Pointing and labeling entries
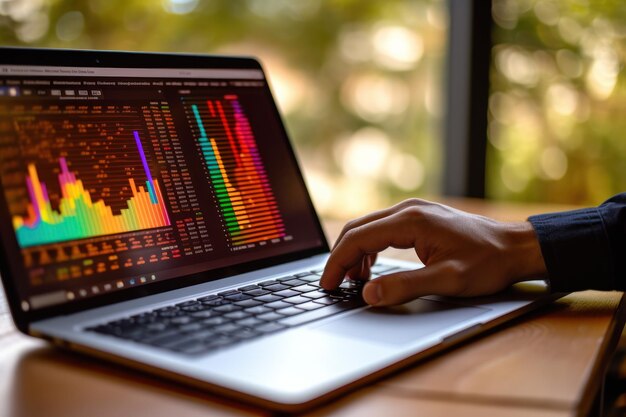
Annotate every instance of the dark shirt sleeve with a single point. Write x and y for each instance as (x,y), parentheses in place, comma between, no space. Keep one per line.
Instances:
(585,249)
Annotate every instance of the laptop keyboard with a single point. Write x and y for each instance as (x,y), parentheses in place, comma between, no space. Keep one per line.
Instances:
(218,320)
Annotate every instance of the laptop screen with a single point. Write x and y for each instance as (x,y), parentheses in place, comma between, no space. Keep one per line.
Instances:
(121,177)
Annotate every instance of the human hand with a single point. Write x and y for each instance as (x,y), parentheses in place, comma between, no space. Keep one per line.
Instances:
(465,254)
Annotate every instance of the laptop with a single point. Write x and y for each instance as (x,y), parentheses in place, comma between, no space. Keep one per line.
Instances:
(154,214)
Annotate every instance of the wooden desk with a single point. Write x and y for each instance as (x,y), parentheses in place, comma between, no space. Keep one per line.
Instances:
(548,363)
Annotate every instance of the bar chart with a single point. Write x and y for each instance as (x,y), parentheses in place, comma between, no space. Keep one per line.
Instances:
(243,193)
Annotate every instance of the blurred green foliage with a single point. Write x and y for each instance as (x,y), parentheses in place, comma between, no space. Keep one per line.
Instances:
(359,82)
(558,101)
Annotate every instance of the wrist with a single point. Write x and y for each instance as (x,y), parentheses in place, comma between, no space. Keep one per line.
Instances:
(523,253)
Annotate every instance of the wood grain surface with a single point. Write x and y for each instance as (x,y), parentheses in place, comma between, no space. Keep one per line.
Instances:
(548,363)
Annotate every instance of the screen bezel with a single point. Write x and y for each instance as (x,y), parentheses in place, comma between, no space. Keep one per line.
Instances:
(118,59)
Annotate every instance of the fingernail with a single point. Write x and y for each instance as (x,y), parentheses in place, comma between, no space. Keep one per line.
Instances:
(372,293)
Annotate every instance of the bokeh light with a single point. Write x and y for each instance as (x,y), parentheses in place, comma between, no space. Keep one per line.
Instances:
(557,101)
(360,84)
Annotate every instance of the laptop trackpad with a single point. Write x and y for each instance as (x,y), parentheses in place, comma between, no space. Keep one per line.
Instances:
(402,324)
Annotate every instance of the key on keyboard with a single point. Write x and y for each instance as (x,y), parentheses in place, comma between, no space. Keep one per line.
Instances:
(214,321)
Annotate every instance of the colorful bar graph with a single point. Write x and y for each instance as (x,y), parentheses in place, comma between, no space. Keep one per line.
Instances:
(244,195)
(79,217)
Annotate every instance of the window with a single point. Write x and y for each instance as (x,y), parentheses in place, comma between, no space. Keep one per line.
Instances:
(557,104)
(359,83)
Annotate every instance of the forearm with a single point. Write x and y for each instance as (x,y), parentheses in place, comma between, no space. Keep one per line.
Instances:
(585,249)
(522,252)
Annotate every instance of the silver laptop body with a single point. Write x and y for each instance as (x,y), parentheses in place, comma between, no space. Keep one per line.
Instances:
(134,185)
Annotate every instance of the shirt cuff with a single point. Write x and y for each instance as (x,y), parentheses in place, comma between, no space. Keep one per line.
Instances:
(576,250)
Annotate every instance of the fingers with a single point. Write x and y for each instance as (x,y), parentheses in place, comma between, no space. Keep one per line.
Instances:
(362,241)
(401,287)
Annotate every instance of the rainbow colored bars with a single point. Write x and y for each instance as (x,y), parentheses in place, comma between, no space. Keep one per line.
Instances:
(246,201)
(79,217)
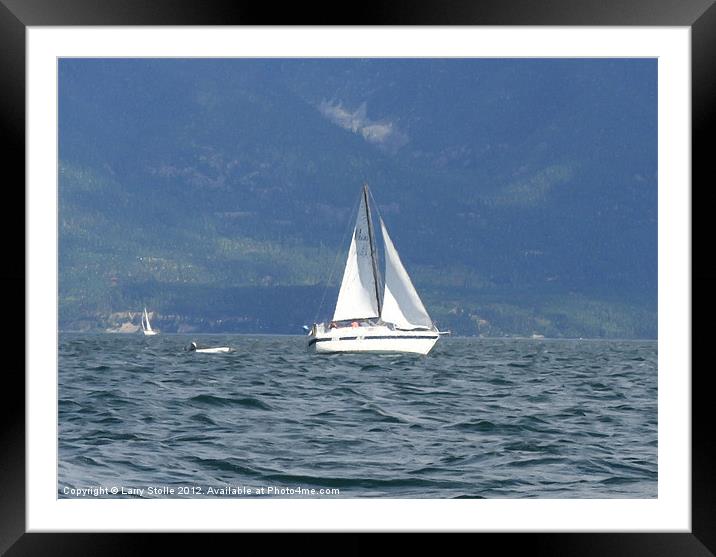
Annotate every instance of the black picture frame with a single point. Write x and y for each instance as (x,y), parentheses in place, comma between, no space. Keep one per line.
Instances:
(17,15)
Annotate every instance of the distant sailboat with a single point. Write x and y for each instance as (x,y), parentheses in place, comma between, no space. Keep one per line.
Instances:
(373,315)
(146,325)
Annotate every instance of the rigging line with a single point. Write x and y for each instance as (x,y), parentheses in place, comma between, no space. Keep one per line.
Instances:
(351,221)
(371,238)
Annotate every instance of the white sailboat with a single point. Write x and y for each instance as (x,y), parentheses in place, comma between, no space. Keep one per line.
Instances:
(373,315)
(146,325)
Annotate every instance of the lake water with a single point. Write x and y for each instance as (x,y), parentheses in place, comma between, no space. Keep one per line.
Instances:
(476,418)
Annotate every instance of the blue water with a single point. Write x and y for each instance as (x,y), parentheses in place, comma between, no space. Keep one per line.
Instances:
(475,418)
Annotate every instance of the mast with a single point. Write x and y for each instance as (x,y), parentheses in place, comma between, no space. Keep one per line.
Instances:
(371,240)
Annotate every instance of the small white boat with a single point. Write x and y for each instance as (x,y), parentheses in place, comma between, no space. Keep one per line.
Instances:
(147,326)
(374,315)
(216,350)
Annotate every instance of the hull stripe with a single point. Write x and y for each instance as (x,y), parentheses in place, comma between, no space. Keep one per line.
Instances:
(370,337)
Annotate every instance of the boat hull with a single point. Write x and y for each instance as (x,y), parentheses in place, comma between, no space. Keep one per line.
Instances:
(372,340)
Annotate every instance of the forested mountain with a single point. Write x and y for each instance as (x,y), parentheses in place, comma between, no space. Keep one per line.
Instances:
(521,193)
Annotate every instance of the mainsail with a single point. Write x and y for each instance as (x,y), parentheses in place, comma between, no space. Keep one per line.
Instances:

- _What you will do_
Repeat each entry exactly. Pictures do not belong in the copy.

- _Result of the task_
Annotate every instance of the dark shirt sleeve with a single point. Write x and y for each instance as (x,y), parentheses in place, comma between, no space. Keep one per line.
Instances:
(585,249)
Annotate every instance of the laptop keyboard with a single point. Write x and y for each instance as (x,y), parentheses in place, comma between, no space. Keep one per line.
Instances:
(218,320)
Annotate every instance of the laptop screen with a single point. Write x and y for each instance as (x,y), parentheses in place, comma between, no space. Keep one per line.
Instances:
(121,177)
Annotate every instance of the human hand with a single point. Write x and y for each instance as (x,y), parentheses in place, comma between, no space. Keep one per line.
Instances:
(465,254)
Annotate every instance of the laptop with a single point. Write x and y for each instance as (x,y), parentheses in place, comma between, no space. Keep one per line.
Instances:
(154,214)
Annotate every instance of the wooden desk with a single point. Write x and y for each instance as (x,y), parentheses in place, comma between, no space. Keep one per line.
Instances:
(548,363)
Annotate every instance of the bar chart with a single point. Write x and y for each instance as (x,y), parentheses in place, comma between, no space. Keep one per line.
Instances:
(243,193)
Annotate every instance of the blurred green foliage with a single point. Write x and y for each instance as (x,y), parentheses in place, comma between, no space. Keep one per line.
Instances:
(359,82)
(558,101)
Annotate every instance of the wrist with a single point. Write x and y for each instance as (x,y), parentheses in place, comma between, no space. Keep one per line.
Instances:
(523,253)
Annotate every instance of the wood grain surface with a single point. Write x and y for each instance as (x,y), parentheses in place, comma between, no space. Keep one per line.
Instances:
(548,363)
Annotate every instance of the screen bezel with a single point. Write x and y for each instance as (x,y), parentheses in place, comma between, no space. Keep one per line.
Instances:
(118,59)
Annotate every instance of the fingernail with a single point. Write x and y for each instance as (x,y), parentheses in place, comma between, no space. Keep one per line.
Instances:
(372,293)
Annotate every instance of the bokeh light with a single point. Write x and y for each instance as (x,y), parentheses in place, comma between, no space. Keep one per line.
Instances:
(557,101)
(360,84)
Annotate every instance of the laptop trackpad with a single point. Write x and y for each instance as (x,y), parentheses in place, comma between, no space. Keep one per line.
Instances:
(402,324)
Annotate every instance of the key on keyboard with a single point. Write x and y for each instance as (x,y), parentheses in place, comma between, no space. Keep one per line.
Instances:
(214,321)
Annotate every instance of the colorful bar graph with a single point. Write x and y for each instance as (x,y), parentheses in place, comma between, no space. Keep one per line.
Instances:
(244,195)
(79,217)
Annotate every instance of the window with a single point. Write x and y for each instance as (x,y), parentheses in place, comma between, no space. Keep one per line.
Instances:
(557,104)
(359,83)
Annotate every instance of the forearm with a single point. Write x and y for each instance as (x,y), parentheses in place, comma between, no space. Keep one per line.
Instances:
(585,249)
(522,252)
Annotate every instance of the silver laptop body with a single point. Write x and y for each instance as (x,y), parentheses in place, comma between, no space. Keep one per line.
Instances:
(134,185)
Annotate every instance of the shirt cuff with a single point. Write x and y for each instance as (x,y), parentheses in place, comma between, no space. Keep one per line.
Instances:
(576,250)
Annotate every instance of the fingers with a single point. Write x and y for each instance as (x,y), parentheses in place, comma between, no space. Keep one per line.
Instances:
(362,241)
(401,287)
Annotate every instance of the rainbow colored bars with a single point. Write x and y for each instance as (x,y), parentheses in place, comma between, no space. Keep one per line.
Instances:
(246,201)
(79,217)
Annotate every instance of the black picture frame with a single point. Write x and y for each instance as (x,y), parentheses in place, comma between, no space. Keep one per line.
Instances:
(17,15)
Annotate every instance of the distant sailboat with a single point. Write x and y for each instance as (x,y), parentheses in place, comma between, no space. Keep one per line.
Instances:
(373,315)
(146,325)
Annotate every instance of the rigging line with a single point. Write x and y for each instance as (x,y), parentheses in place, comma between, no space. Keep one per line.
Instances:
(351,221)
(371,238)
Annotate every instance of the white sailboat with a single point. Write x and y for each instance as (x,y), parentheses in place, comma between, no space. Keep one per line.
Instances:
(373,315)
(146,325)
Annotate every instance of the lake water with a single point. Write x and y for each instance as (x,y), parentheses in place, comma between, no space. Keep one per line.
Instances:
(476,418)
Annotate every instance of the blue water with a single point. Write x and y for each instance as (x,y), parentheses in place, comma between, no space. Keep one per line.
Instances:
(475,418)
Annotate every instance of the mast with a single point. Write x and y for each instance as (x,y), parentheses in place, comma between, no space. Keep one per line.
Instances:
(371,240)
Annotate every instance of the small white boat with a single point. Write x and y for each instance as (x,y), parentheses in place, comma between, no space. Keep one per line.
Instances:
(147,326)
(374,315)
(216,350)
Annotate every instance of the hull stripe with a single point. Write x and y for each instance as (x,y), parentheses in place, comma between, no space. Keep one per line.
Instances:
(370,337)
Annotate every instance of the boat hull with a single point. Write x and y for each instance as (x,y), parentheses in place, comma between, no space. Keep one per line.
Instances:
(372,340)
Annotate every instance of the forested mountain with a single point. Write x and y for each instance as (x,y), parentheses in place, comma between, no space. Keep one per line.
Instances:
(521,193)
Annotate every instance of the mainsail with a single point. Write x and y for each instance as (x,y), parentheses in place, comma between, no space. Keep one per line.
Instances:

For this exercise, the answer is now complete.